◆ What is required
Exactly those lines running from the one containing "In this picture, where can the lemon" to the end of the material are to be printed, and no others.

◆ Provided records
☆ ☆ ☆ ☆
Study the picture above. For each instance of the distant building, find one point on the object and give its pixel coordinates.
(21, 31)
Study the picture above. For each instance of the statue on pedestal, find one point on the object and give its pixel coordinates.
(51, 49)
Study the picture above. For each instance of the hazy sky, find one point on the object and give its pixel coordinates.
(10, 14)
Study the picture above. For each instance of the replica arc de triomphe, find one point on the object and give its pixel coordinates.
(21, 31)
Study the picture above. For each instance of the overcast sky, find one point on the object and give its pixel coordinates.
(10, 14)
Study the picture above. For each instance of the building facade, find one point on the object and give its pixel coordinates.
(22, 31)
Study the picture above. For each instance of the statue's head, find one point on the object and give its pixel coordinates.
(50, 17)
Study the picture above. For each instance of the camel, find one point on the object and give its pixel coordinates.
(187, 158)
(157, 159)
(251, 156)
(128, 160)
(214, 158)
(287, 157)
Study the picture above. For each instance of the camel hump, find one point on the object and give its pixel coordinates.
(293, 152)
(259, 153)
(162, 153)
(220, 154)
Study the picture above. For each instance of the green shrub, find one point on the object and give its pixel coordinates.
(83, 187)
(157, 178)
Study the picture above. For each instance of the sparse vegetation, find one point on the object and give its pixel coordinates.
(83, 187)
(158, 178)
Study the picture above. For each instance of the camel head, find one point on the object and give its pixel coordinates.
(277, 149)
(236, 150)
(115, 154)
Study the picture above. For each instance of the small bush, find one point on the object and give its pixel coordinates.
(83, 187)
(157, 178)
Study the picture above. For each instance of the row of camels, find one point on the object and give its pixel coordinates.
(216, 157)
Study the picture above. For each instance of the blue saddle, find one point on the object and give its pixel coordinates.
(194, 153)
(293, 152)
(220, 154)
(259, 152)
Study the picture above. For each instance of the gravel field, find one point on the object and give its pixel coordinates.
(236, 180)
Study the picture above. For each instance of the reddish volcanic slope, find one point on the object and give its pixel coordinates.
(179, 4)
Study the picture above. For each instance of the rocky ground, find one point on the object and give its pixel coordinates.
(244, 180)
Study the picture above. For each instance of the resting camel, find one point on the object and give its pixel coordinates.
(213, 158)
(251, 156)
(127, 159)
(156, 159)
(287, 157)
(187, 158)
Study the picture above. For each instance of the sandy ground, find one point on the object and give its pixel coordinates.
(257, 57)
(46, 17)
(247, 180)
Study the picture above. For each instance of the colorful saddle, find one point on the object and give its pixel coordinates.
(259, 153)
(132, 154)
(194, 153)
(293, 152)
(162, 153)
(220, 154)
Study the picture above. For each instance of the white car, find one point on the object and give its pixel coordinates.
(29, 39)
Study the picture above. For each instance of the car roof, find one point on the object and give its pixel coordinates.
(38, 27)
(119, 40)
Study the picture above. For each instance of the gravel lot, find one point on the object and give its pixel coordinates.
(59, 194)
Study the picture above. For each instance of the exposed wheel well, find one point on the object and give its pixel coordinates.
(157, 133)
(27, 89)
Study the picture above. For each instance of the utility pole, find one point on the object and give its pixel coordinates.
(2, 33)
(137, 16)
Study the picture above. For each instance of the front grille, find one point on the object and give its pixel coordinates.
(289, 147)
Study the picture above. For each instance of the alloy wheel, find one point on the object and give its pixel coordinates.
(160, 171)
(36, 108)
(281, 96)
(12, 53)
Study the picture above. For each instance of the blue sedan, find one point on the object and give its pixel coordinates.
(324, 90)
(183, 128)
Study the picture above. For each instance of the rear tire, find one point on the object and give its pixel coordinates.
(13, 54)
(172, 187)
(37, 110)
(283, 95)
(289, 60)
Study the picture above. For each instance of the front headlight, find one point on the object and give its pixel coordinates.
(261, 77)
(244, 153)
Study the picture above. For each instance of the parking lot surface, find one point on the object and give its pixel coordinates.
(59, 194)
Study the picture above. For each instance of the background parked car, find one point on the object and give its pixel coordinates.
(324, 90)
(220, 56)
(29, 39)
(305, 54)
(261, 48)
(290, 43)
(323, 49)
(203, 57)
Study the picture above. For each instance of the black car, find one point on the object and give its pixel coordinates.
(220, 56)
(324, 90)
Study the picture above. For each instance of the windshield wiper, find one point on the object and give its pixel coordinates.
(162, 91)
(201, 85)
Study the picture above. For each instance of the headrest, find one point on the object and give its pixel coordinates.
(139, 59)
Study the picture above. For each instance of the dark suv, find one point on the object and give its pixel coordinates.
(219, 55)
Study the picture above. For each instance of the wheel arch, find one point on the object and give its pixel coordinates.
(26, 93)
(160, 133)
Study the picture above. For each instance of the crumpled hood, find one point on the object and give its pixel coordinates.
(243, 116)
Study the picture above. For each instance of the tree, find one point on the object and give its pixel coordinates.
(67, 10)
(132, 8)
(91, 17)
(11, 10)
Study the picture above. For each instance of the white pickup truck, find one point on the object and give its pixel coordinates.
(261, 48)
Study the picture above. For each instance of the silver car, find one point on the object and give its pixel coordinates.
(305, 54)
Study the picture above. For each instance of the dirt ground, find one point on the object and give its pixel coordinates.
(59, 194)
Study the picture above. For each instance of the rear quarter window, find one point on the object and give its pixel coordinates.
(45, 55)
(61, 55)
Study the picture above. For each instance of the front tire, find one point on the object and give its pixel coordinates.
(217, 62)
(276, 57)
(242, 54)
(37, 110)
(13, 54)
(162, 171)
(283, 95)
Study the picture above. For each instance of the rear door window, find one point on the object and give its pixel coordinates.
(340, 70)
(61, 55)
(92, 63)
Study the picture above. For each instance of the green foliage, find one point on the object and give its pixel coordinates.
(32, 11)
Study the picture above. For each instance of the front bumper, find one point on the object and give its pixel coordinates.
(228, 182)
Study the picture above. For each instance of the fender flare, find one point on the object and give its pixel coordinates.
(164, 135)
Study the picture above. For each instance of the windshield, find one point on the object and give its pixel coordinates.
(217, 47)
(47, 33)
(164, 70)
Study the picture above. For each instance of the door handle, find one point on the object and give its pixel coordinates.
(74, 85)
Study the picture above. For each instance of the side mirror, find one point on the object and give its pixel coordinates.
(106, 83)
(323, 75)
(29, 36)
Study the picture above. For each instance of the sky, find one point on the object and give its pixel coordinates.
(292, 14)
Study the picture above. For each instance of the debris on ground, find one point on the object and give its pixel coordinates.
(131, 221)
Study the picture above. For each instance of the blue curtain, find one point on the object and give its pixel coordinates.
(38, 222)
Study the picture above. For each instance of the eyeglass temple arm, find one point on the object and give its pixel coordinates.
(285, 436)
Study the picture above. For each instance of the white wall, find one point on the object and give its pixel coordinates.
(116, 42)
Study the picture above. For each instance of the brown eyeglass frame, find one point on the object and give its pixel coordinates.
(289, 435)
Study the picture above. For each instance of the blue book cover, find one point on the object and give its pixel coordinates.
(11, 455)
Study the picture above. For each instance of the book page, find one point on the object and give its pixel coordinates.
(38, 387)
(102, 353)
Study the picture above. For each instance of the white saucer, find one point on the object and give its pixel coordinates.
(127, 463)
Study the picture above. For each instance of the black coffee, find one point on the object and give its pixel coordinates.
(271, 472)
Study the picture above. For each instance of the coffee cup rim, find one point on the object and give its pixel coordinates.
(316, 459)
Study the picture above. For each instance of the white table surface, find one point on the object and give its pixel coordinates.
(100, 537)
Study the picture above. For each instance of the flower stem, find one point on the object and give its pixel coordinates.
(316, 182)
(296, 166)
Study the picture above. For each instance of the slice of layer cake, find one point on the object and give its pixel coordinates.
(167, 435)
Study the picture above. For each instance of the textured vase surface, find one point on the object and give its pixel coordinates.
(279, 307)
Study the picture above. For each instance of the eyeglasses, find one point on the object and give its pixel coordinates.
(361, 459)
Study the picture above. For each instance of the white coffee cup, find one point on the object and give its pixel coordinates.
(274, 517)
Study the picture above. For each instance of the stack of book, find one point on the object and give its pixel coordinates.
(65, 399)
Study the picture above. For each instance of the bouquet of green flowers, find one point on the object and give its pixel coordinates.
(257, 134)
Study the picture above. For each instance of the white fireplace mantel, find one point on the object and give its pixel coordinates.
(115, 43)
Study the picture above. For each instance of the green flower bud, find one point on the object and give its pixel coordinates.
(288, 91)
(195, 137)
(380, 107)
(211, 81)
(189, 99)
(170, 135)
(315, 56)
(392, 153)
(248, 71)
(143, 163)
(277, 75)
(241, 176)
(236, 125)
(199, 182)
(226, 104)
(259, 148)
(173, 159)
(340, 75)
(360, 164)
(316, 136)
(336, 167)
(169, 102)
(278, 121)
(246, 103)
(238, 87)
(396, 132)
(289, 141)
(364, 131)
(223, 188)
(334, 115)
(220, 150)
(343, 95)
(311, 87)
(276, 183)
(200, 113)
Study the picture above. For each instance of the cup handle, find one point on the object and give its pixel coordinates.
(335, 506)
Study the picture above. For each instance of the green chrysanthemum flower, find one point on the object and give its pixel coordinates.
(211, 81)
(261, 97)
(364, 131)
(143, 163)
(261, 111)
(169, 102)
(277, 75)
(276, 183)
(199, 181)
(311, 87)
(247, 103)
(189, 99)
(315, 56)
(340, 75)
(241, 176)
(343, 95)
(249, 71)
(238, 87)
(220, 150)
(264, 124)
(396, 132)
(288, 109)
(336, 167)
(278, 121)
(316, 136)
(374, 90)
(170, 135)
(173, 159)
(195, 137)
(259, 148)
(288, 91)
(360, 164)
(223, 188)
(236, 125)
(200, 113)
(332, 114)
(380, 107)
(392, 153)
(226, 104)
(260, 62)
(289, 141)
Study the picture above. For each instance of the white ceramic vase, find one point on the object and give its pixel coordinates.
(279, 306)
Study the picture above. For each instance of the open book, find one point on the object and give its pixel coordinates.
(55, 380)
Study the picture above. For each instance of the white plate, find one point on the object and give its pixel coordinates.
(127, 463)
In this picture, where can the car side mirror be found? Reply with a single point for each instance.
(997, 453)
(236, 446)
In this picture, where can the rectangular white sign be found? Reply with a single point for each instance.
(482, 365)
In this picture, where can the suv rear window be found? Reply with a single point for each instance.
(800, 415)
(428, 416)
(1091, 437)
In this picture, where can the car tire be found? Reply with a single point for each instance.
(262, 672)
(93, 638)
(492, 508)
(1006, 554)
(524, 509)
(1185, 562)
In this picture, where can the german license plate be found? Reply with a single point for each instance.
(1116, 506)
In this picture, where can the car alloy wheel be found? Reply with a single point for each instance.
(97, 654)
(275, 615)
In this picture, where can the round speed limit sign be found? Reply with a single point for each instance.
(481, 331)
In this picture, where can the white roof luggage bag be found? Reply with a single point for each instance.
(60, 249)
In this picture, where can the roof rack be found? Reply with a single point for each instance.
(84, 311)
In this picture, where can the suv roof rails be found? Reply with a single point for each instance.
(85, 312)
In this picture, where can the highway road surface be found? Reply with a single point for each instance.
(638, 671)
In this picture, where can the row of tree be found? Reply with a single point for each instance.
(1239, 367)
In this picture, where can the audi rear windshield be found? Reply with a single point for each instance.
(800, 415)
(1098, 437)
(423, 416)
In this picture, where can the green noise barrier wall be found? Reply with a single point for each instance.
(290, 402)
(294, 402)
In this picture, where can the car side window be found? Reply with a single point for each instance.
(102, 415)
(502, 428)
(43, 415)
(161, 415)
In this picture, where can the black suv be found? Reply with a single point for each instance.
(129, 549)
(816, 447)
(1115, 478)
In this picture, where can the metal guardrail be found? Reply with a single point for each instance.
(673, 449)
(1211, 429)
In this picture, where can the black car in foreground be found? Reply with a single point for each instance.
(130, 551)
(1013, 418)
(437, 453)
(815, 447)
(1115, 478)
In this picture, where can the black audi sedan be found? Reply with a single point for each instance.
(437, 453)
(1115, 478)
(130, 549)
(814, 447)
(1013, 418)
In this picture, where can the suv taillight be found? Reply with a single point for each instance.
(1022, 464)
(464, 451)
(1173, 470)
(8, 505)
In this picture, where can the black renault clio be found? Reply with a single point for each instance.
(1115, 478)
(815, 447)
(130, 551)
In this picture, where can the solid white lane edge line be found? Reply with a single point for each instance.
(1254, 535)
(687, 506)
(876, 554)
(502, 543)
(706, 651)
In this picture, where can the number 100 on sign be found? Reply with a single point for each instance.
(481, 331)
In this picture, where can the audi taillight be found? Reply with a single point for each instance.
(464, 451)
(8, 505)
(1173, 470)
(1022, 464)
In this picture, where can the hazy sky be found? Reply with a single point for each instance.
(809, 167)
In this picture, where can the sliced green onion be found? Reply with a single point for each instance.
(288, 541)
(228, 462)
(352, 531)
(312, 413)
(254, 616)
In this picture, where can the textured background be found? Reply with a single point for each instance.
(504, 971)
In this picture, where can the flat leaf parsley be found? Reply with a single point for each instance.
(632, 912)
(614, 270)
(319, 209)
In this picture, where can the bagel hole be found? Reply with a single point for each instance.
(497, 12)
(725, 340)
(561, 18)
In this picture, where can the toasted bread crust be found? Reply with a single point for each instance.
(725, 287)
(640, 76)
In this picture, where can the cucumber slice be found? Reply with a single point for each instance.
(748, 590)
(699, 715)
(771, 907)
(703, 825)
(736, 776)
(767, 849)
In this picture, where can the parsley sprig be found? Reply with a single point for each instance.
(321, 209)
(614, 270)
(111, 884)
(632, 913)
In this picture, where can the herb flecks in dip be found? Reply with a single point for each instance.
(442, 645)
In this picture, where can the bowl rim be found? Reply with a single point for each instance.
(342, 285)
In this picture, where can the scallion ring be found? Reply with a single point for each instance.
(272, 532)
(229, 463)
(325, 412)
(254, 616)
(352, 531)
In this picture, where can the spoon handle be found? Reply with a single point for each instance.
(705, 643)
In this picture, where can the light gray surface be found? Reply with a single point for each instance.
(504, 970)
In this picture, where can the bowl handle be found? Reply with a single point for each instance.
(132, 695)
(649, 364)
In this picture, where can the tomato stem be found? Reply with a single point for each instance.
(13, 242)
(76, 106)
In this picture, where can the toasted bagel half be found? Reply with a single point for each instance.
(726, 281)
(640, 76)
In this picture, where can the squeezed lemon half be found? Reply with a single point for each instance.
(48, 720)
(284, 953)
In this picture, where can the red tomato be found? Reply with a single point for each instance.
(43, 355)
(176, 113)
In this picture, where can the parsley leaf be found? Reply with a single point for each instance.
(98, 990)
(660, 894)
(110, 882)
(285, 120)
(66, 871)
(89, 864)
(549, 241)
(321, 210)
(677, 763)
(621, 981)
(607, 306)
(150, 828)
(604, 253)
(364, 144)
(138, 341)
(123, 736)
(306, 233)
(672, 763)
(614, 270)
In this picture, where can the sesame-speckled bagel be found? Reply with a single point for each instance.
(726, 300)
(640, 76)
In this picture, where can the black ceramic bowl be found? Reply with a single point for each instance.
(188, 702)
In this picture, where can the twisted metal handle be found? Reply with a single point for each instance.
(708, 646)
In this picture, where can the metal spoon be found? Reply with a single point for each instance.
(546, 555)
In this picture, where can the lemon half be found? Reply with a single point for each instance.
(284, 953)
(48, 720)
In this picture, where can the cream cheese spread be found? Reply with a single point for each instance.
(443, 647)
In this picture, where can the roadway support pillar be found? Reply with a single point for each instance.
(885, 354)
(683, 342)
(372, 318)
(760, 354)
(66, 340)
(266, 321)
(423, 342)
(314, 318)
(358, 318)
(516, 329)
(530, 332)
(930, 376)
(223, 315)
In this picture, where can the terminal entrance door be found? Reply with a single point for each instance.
☆ ☆ ☆ ☆
◆ Solution
In this picture, where can the lemon half be found? Reply with a single point for each instance.
(284, 953)
(48, 720)
In this picture, where can the cream cheese spread be found? Reply with a single point for each instance.
(443, 647)
In this picture, where can the roadway support pillar be found? Reply with a single point for each instance.
(885, 354)
(683, 342)
(372, 318)
(760, 354)
(66, 340)
(266, 321)
(423, 342)
(314, 318)
(358, 318)
(516, 329)
(530, 332)
(930, 376)
(223, 315)
In this picture, where can the terminal entrance door be found? Reply with a single point for each instance.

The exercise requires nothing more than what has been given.